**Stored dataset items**
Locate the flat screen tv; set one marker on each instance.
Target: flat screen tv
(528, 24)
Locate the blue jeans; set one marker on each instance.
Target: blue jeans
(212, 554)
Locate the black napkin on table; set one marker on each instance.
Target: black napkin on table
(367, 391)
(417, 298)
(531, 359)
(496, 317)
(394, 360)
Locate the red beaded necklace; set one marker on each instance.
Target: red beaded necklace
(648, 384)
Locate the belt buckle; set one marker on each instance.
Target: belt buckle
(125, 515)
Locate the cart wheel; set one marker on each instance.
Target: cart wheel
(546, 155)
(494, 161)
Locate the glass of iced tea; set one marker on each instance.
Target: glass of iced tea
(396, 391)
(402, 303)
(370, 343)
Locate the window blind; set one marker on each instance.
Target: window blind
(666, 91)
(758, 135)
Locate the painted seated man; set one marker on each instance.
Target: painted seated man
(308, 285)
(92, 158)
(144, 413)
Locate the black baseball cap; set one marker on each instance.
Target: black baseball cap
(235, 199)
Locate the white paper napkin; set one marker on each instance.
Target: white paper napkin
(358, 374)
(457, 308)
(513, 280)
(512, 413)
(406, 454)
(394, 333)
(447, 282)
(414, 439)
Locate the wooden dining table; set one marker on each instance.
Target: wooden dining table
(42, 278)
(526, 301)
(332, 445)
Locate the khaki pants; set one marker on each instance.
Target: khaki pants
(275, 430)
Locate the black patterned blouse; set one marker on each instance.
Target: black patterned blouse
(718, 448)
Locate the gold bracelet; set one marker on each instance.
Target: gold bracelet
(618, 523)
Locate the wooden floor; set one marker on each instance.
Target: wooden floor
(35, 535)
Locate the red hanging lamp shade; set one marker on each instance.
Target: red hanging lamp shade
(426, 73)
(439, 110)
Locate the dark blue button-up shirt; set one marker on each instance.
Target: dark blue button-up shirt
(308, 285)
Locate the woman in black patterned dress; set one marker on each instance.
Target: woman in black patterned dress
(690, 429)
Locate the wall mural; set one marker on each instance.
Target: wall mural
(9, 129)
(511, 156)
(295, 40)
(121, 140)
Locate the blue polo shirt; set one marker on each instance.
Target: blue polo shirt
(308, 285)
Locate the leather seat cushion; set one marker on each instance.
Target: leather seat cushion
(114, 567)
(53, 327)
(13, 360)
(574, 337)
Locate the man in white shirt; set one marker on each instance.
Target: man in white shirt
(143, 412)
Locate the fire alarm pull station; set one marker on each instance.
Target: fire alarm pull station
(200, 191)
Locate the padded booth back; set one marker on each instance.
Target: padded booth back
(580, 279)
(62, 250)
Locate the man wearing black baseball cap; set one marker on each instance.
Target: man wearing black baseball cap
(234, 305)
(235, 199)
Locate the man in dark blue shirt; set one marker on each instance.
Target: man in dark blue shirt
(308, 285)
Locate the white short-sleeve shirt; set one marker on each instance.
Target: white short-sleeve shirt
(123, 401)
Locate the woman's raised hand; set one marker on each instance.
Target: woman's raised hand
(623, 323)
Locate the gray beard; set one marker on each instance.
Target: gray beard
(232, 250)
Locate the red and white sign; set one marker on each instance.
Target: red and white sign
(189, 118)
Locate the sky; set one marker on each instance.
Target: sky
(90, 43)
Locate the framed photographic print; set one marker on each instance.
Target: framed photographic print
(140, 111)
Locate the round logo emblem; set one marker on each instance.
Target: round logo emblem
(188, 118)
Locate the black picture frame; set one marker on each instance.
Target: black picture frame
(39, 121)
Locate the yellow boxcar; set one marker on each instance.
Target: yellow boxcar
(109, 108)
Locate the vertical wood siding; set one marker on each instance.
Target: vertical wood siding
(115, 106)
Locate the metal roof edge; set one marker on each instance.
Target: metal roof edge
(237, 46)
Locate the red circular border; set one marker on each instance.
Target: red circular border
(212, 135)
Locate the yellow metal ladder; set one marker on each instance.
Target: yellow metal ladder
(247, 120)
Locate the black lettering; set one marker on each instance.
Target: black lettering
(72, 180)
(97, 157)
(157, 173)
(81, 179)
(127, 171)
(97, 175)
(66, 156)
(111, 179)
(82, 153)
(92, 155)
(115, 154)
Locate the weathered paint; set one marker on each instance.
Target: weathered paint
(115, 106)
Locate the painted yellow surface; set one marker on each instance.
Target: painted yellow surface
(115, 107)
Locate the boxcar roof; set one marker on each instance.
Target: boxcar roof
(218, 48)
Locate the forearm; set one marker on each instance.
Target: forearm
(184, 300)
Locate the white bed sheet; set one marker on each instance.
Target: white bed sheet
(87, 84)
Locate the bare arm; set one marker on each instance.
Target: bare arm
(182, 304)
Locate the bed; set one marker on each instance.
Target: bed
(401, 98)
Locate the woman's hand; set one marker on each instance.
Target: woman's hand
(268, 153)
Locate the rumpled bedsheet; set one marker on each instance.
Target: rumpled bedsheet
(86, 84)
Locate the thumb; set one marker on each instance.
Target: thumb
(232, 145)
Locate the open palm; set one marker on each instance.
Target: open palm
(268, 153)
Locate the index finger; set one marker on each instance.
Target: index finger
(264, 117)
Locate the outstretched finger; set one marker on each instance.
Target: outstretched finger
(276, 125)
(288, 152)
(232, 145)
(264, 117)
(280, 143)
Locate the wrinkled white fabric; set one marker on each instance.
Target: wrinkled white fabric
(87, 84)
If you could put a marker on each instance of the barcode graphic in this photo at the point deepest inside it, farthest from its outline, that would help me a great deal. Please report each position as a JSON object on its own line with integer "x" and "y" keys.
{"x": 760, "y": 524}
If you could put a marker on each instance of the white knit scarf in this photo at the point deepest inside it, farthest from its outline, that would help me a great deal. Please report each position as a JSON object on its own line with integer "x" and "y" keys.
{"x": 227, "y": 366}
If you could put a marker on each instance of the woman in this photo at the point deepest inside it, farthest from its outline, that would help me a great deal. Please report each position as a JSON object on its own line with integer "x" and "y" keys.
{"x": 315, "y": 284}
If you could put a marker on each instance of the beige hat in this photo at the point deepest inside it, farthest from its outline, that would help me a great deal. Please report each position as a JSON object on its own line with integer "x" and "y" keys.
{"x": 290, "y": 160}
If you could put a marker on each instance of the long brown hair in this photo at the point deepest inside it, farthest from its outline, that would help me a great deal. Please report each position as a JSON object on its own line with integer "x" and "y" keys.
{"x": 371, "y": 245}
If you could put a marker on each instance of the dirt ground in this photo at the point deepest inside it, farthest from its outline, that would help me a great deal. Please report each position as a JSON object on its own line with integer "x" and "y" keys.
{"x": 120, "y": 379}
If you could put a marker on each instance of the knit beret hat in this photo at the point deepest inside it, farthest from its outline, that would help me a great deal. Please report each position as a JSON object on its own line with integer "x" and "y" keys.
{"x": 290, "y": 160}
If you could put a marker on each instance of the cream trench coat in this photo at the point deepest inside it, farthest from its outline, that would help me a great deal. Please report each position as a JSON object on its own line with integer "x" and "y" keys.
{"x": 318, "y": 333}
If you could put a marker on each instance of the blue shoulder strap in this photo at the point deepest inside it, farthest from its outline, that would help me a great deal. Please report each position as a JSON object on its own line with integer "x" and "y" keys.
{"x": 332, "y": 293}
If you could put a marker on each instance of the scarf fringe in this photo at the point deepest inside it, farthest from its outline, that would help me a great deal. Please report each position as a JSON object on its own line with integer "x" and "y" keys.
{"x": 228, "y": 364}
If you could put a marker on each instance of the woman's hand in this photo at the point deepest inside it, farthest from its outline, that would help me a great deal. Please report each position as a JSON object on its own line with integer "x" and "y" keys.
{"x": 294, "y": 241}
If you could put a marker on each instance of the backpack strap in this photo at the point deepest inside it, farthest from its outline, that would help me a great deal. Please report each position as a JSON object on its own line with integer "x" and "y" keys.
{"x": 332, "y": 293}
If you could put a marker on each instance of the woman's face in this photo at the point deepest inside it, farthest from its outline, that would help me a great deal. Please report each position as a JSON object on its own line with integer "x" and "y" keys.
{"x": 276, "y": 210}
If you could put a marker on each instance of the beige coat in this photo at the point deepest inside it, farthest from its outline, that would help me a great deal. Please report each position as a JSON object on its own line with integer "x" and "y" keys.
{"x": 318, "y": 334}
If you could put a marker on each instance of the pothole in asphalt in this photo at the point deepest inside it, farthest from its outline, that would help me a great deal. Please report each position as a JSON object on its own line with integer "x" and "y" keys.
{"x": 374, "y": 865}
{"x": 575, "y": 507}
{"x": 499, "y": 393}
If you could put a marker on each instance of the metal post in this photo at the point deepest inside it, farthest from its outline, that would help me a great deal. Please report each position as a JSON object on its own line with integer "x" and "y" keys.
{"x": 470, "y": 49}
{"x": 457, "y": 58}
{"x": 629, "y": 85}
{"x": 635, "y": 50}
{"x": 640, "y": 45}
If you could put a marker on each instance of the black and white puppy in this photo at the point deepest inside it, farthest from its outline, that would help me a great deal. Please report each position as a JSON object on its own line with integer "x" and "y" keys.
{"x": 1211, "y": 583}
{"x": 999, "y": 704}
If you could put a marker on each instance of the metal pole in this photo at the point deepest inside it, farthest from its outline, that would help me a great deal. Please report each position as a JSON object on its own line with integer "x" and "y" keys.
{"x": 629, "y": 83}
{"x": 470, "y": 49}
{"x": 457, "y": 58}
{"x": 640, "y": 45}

**REQUIRED TASK**
Copy exactly the lines of the listing above, beginning at the line with "the metal post" and ending at its final line; write out nothing else.

**OUTPUT FOR THIS TASK**
If you could put a marker on each instance of the metal post in this photo at the point deepest inside it, farthest from its outline, that would help me a great deal. Please report each position as a JSON object on its own line with integer "x" and "y" keys.
{"x": 470, "y": 49}
{"x": 457, "y": 58}
{"x": 629, "y": 85}
{"x": 635, "y": 50}
{"x": 640, "y": 45}
If you could put a marker on each instance of the black and white puppy in this photo at the point deepest inside it, farthest from its outline, that would help me a great deal. Please report each position as a JSON object on its own line with integer "x" and "y" keys.
{"x": 1211, "y": 583}
{"x": 999, "y": 704}
If you could put a marker on each instance of the metal pole in this photo at the point deepest inside it, farthest from its outline, that would help me a great deal. Please report each position as a JSON object on its own line with integer "x" and "y" keys.
{"x": 629, "y": 83}
{"x": 470, "y": 49}
{"x": 457, "y": 58}
{"x": 640, "y": 45}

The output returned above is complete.